:: Given records ::
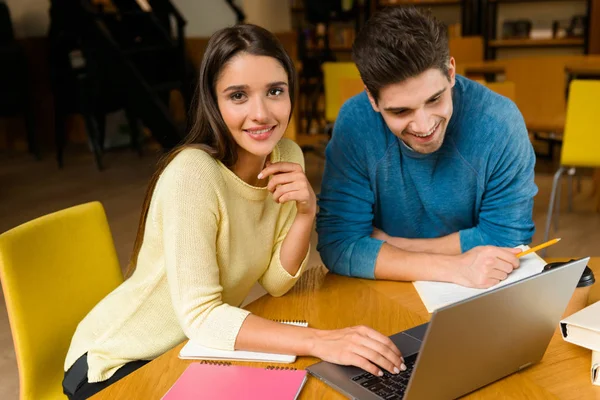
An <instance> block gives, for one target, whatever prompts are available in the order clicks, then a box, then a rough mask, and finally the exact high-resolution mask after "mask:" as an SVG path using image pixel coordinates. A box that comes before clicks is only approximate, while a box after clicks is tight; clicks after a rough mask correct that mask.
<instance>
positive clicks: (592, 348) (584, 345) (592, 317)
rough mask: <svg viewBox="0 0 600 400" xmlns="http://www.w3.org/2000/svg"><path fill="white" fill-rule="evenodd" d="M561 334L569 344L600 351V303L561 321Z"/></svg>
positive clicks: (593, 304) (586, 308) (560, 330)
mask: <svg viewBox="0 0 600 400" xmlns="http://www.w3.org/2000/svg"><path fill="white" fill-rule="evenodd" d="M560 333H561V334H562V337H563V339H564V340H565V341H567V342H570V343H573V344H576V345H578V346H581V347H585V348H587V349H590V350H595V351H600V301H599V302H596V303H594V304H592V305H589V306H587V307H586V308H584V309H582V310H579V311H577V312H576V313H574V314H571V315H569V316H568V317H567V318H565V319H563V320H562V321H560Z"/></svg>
* * *
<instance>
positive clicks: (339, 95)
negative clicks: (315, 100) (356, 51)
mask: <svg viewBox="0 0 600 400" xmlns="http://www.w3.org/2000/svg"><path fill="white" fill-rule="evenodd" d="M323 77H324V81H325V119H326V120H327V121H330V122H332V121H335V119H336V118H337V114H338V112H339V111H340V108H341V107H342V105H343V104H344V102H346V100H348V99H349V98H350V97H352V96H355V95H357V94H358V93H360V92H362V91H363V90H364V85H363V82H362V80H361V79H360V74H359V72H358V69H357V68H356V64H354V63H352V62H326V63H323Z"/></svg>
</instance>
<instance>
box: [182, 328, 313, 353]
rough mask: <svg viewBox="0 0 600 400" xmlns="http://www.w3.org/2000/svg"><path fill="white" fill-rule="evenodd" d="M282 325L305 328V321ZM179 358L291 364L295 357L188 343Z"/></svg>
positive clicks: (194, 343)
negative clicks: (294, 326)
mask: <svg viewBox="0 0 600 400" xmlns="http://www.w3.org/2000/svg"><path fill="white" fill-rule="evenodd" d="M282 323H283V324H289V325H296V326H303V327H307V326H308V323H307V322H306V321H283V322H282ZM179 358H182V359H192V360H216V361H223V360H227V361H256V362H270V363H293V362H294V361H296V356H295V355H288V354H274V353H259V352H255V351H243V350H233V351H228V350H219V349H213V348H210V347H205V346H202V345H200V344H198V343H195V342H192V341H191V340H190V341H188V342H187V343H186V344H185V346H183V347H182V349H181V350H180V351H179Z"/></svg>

:: Problem description ::
Reproduce the rows beginning at the line that contains "An <instance> block" and stopping after the line that contains "positive clicks: (593, 304)", replacing "positive clicks" with "foreground clicks" and leaving all else unchanged.

:: Response box ::
An <instance> block gives, for one target, whatever prompts are available in the order clicks, then a box, then a rough mask, and finally the exact high-resolution mask after "mask:" as an SVG path using image pixel coordinates. A box that comes before clicks is only approximate, while a box after clicks is tight; clicks after a rough mask correct that mask.
<instance>
foreground clicks: (592, 348) (584, 345) (592, 317)
rough mask: <svg viewBox="0 0 600 400" xmlns="http://www.w3.org/2000/svg"><path fill="white" fill-rule="evenodd" d="M561 334L569 344L600 351V303L561 321Z"/></svg>
foreground clicks: (593, 304) (586, 308) (560, 330)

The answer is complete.